Start of Entries provided

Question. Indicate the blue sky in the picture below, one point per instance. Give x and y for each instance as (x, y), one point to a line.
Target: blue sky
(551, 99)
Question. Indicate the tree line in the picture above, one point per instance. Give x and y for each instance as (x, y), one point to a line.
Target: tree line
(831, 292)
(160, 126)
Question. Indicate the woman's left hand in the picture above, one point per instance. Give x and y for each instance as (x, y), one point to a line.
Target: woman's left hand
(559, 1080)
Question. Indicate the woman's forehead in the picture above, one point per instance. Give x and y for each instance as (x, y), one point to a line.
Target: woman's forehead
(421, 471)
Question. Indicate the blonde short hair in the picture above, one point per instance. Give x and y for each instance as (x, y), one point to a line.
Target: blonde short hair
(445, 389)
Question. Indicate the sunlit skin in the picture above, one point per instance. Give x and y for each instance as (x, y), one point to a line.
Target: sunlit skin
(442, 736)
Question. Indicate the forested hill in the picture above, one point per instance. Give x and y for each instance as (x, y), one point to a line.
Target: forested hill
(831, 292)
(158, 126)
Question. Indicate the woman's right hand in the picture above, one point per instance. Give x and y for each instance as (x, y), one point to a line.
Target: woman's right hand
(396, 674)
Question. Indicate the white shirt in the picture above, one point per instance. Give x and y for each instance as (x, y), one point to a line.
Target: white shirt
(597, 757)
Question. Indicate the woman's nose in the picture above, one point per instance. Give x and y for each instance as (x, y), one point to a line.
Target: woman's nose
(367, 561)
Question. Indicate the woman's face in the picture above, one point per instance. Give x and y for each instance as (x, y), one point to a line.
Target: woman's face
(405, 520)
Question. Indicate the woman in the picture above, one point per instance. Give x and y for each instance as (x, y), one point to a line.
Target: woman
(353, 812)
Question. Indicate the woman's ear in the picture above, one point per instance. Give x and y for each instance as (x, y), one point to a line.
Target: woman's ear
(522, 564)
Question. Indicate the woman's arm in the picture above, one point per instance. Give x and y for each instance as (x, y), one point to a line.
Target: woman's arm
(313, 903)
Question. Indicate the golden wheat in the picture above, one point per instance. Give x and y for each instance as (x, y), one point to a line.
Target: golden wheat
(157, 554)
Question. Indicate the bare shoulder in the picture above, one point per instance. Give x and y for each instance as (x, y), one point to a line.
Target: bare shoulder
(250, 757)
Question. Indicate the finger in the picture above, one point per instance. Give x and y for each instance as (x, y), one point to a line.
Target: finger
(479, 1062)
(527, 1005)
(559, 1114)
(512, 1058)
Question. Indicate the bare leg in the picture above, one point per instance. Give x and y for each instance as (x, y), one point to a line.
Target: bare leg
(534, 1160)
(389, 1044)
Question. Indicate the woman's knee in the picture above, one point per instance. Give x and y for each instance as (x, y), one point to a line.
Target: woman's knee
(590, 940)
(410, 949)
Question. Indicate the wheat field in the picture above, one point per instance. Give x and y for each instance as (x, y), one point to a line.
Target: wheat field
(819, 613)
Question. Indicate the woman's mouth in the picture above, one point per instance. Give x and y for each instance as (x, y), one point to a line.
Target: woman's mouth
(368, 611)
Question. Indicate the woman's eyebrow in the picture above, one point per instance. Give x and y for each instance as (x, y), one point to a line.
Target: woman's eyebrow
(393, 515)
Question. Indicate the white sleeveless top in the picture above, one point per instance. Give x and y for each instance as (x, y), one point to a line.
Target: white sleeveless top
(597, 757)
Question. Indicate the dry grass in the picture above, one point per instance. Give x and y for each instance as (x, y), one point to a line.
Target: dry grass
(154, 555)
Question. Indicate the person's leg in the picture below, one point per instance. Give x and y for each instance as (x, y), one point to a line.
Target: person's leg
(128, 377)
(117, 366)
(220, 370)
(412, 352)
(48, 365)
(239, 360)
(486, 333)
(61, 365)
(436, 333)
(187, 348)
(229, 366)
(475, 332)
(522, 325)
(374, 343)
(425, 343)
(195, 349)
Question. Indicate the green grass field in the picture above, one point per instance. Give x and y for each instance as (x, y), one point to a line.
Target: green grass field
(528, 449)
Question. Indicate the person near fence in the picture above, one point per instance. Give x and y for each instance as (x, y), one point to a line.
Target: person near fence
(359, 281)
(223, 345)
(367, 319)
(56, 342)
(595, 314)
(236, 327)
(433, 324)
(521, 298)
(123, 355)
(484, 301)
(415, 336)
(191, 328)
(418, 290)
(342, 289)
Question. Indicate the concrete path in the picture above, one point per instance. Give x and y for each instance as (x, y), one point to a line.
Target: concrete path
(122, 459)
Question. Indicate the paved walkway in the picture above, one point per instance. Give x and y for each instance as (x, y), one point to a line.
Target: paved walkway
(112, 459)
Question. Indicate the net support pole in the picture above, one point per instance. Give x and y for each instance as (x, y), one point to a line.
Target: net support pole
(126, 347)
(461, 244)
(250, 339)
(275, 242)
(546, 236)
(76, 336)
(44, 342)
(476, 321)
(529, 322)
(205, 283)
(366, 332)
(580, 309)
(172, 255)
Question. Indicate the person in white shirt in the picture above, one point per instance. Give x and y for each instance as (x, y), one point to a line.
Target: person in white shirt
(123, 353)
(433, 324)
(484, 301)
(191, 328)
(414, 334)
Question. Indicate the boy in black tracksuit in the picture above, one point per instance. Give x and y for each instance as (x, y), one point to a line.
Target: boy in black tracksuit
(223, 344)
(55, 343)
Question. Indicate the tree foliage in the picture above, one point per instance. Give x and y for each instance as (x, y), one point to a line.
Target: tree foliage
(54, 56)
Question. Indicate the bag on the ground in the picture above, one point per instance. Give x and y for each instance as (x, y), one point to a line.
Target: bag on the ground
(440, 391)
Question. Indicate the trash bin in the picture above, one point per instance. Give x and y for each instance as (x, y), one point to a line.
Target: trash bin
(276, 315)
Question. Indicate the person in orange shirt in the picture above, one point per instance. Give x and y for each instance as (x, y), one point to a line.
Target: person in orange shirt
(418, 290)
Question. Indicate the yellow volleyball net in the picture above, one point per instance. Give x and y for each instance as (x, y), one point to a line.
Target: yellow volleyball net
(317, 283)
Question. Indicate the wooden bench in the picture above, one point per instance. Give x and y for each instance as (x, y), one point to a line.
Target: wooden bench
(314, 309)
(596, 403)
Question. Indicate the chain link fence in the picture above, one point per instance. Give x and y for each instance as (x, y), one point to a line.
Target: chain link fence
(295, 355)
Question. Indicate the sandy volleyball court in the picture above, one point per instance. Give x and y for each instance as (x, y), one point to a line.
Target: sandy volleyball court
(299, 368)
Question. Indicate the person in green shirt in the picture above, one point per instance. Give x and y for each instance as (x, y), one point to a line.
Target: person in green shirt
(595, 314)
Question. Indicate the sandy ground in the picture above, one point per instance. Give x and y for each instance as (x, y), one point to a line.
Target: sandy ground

End of Entries provided

Task description
Rewrite all of the lines above, substituting "one point for each instance" for every occurrence of "one point per instance" and leaving everything else unchanged.

Task answer
Question. Indicate the blue sky in the picture below, one point for each instance. Give x and y for each instance as (x, y), one point to a line.
Target: blue sky
(551, 99)
Question. Indicate the tree line in the picture above, one point for each instance. Give x and y for each instance as (x, y), one point to a line.
Target: tree line
(831, 292)
(160, 126)
Question. Indicate the woman's left hand in the picture above, one point for each instance. Give x and y for each instance as (x, y), one point to a line.
Target: woman's left hand
(559, 1080)
Question. Indicate the woman's forehead in the picture above, one point for each instance. Give x and y for each instance as (x, y), one point to a line.
Target: woman's forehead
(421, 471)
Question. Indicate the blonde short hair in the picture above, one point for each instance. Give x and y for each instance as (x, y), one point to a line.
Target: blonde short hair
(445, 389)
Question. Indicate the sunlit skin in the picture above, one point for each instance. Give x and y for each instance as (x, y), one point to a line.
Target: sunlit skin
(442, 736)
Question. Indicate the forested hill in the picture above, one point for each instance. Give x and y for each instance as (x, y), one point to a line.
Target: forested hill
(831, 292)
(158, 126)
Question. Indicate the woman's right hand in the picture above, one point for each instance. Give x and y for each instance as (x, y), one point to a line.
Target: woman's right hand
(396, 674)
Question. Indicate the white shirt in the picture above, one point for each instance. Give x and y for each instance as (x, y), one point to a line.
Target: white shirt
(597, 757)
Question. Indicate the woman's nose in the picture above, one point for each instance. Give x and y for each instance as (x, y), one point to a line.
Target: woman's nose
(367, 561)
Question. Indicate the woman's face in the picture above, one point for each instance. Give x and y for each instance as (x, y), one point to a line.
Target: woman's face
(405, 520)
Question. Indicate the woman in the picture above, one point for each instance. Give x and y for each instance as (x, y), one point to a line.
Target: woman
(353, 812)
Question. Indicate the woman's ear in the picture above, one point for each instance. Give x and y for each instance as (x, y), one point to a line.
Target: woman's ear
(522, 564)
Question. Indicate the woman's arm in the picture above, one point for each instance. Give x and y for each instance as (x, y), one point to a line.
Target: woman's arm
(313, 903)
Question. Indicate the golden wheat in the picture above, one point for each instance. Give x and y for each instance as (x, y), one point to a line.
Target: golden wheat
(157, 554)
Question. Indicate the bare shoulder in the picture above, one point for each instance. Give x and y for each instance as (x, y), one point to a line.
Target: bare shoulder
(250, 757)
Question. Indicate the finger in the picture above, one point for each instance. Give x and y for each instance as (x, y), one point to a line.
Target: finger
(479, 1062)
(527, 1005)
(559, 1114)
(512, 1058)
Question. Indicate the bare leg in the picture above, one point for each instance. Give x and y for each instance as (x, y), one point to a line.
Target: bare leg
(534, 1160)
(389, 1044)
Question. Indicate the woman's knee in the picture above, one point for each instance. Give x and y for each instance as (x, y), one point to a line.
Target: woman's knee
(590, 940)
(410, 949)
Question. Indicate the wheat field in the picture above, one point for each instance. Give x and y for each instance as (x, y), one point to a line.
Target: wheat field
(819, 613)
Question. Indicate the woman's mouth in the picture above, one point for each instance. Give x and y for each instance as (x, y), one point to a line.
Target: woman's mouth
(368, 611)
Question. Indicate the woman's eyebrow in the picture above, one point for each instance. Give x and y for each instance as (x, y), one point to a line.
Target: woman's eyebrow
(393, 515)
Question. Indicate the white sleeveless top in the picture above, one point for each instance. Give x and y for each instance as (x, y), one point to a line.
Target: white sleeveless top
(597, 757)
Question. Indicate the dry grass in the picture above, one point for each instance. Give x and y for each instance as (x, y), one point to a line.
Target: dry grass
(154, 555)
Question. Indicate the person's leg in the picture below, one point for each instance. Give x and y for each instance as (x, y), one point to a line.
Target: person's leg
(128, 377)
(117, 366)
(220, 370)
(412, 352)
(48, 365)
(239, 360)
(486, 333)
(61, 365)
(436, 333)
(187, 348)
(229, 366)
(475, 332)
(522, 325)
(374, 343)
(425, 343)
(195, 349)
Question. Indicate the green grass field in the picture above, one point for each instance. Give x and y for each instance as (x, y), one point to a line.
Target: green grass field
(528, 449)
Question. Indicate the person near fence in the picture above, one point for each instance. Give x and y for each instance as (x, y), one point to a line.
Target: person near fence
(359, 281)
(223, 345)
(367, 319)
(56, 342)
(595, 314)
(236, 327)
(433, 324)
(521, 298)
(123, 355)
(484, 301)
(415, 336)
(191, 328)
(418, 290)
(342, 289)
Question. Indicate the concrete path in the picture above, one point for each instance. Give x and y for each instance as (x, y), one point to a line.
Target: concrete path
(122, 459)
Question. Indicate the paved walkway in the picture above, one point for each instance. Give x and y for each instance as (x, y), one point to a line.
Target: paved walkway
(112, 459)
Question. Indicate the net support pole in the picture above, one point for each instance. Give x and y for each instance as (x, y), one point to a line.
Target: net support pole
(126, 347)
(461, 244)
(250, 339)
(275, 242)
(546, 236)
(76, 336)
(44, 342)
(476, 321)
(529, 322)
(205, 283)
(366, 332)
(580, 309)
(172, 255)
Question. Indicate the person in white shirt in the picture above, one point for each instance. Give x and y for each instance as (x, y), one point to a line.
Target: person in white shirt
(123, 353)
(433, 324)
(484, 301)
(191, 328)
(414, 334)
Question. Indicate the boy in black tracksuit in the picture above, one point for each instance. Give x and y for each instance as (x, y), one point to a line.
Target: boy in black tracksuit
(223, 344)
(55, 343)
Question. Indicate the tree foliage in the picture above, one point for each instance. Give x and y for each instance as (x, y), one point to a line.
Target: tree foliage
(54, 56)
Question. Indicate the bag on the ground in the picture above, one point for each instance. Give x and y for each instance as (x, y), one point to a line.
Target: bag on the ground
(440, 391)
Question. Indicate the trash bin in the picture above, one point for each instance. Give x and y for each instance as (x, y), one point to a line.
Target: trash bin
(276, 315)
Question. Indicate the person in orange shirt in the picture above, one point for each instance. Give x and y for each instance as (x, y), one point to a line.
Target: person in orange shirt
(418, 290)
Question. Indicate the yellow volleyball net in the picture above, one point for each instance. Give x and y for each instance as (x, y), one point to a line.
Target: yellow volleyball net
(317, 283)
Question. Indicate the wooden bench in the picture above, one point for each instance. Give x and y for each instance as (x, y), one point to a line.
Target: wooden bench
(314, 309)
(596, 403)
Question. Indicate the chain link fence in the picture above, one point for each instance. Give x and y for each instance as (x, y), one point to a line.
Target: chain link fence
(295, 355)
Question. Indicate the sandy volleyball court in the picture above, one point for each instance. Give x and y for each instance as (x, y), one point to a line.
Target: sandy volleyball court
(299, 368)
Question. Indicate the person in green shirt in the picture above, one point for each instance. Give x and y for each instance as (x, y), one point to a line.
Target: person in green shirt
(595, 314)
Question. Indicate the sandy ground in the picture above, one point for each instance. Give x and y for each instance as (x, y), one point to a line.
Target: sandy ground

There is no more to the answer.